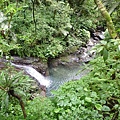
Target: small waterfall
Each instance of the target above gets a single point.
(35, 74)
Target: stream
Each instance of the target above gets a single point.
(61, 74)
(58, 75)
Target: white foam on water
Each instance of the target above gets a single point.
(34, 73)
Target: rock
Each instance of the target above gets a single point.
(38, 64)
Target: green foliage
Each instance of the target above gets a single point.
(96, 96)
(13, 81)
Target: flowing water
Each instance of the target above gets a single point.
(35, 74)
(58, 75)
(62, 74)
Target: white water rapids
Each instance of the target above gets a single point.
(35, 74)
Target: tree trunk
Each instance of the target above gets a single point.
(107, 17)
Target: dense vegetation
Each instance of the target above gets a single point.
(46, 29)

######

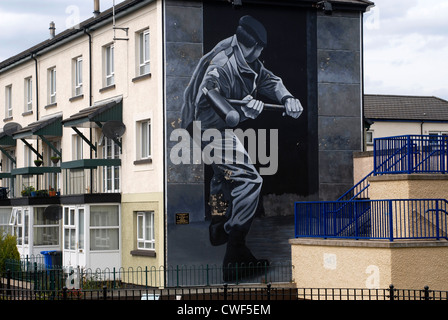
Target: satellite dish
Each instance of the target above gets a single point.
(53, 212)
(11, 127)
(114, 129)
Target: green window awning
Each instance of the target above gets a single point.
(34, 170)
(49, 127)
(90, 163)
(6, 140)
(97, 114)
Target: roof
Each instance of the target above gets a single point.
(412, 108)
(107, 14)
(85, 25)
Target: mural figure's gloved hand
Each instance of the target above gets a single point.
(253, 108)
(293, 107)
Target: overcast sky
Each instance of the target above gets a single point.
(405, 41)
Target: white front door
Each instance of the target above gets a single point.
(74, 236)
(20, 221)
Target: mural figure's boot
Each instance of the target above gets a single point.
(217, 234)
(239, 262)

######

Return each line of the material above that contains the word "figure". Case counts, so only matches with the same capitalization qualify.

Target: mural figure's gloved hand
Target: mural figure's boot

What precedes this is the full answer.